▶ **Task data**
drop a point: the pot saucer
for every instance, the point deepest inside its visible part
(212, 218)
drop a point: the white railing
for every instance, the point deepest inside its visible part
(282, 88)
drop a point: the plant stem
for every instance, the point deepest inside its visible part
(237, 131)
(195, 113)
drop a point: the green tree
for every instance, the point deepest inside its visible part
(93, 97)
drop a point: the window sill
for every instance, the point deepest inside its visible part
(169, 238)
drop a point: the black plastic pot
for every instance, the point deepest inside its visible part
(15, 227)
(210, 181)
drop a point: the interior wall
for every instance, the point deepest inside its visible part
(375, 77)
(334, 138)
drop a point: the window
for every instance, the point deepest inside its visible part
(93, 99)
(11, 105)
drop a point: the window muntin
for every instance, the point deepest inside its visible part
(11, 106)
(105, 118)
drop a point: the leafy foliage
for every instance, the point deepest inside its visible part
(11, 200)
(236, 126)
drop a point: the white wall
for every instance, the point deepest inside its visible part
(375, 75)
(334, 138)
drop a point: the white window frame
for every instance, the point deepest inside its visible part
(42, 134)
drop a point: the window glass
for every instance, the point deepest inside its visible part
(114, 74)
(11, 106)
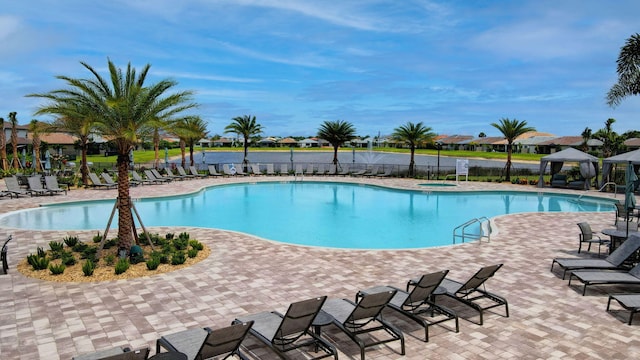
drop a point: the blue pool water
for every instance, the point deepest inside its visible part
(314, 213)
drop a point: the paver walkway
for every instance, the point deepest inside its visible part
(244, 274)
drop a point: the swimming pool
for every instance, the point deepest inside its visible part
(338, 215)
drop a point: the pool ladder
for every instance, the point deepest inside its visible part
(461, 231)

▶ **What to do**
Return each line exactly as written. Any picture gets left out.

▶ **Problem solution**
drop a point: the pot saucer
for every instance, the point deepest inside its visible part
(212, 218)
drop a point: the white railing
for every instance, the point deepest inside its visible part
(282, 88)
drop a point: the plant stem
for every instance, the point deepest inside its visible part
(237, 131)
(195, 113)
drop a point: the green tree
for every instance, the point deepest inside its visible part
(93, 97)
drop a point: the window sill
for every instance, the point deepest inside its visible part
(169, 238)
drop a point: the black plastic pot
for every instance, the point deepest inside its visible part
(15, 227)
(210, 181)
drop a point: the interior wall
for every instance, the point deepest inside its visible part
(375, 77)
(334, 138)
drop a point: the window
for every instance, the point deepest inside its visible part
(93, 99)
(11, 105)
drop a point: the window muntin
for every instance, the point deepest inside its visible part
(11, 106)
(105, 118)
drop a point: the leafy foliage
for every instance, the point deepest inside its visible part
(11, 200)
(236, 126)
drop a point: the white wall
for every instance, the point deepest inside its visible part
(375, 75)
(334, 138)
drop a point: the white window frame
for every instance, the point deepest inside its visible part
(42, 134)
drop a point: the window glass
for every instance, the point deepest inside its visible part
(114, 74)
(11, 106)
drop a point: the blue pool water
for every instance, the point deepest inside its visible part
(314, 213)
drop a point: the paver walkway
for every instance, the point deepest inside its visible part
(244, 274)
drop a point: the swimming pool
for every instance, the point deepest inside its visible part
(338, 215)
drop a point: the pool ladder
for every instance, the point deepest inside its visible part
(461, 231)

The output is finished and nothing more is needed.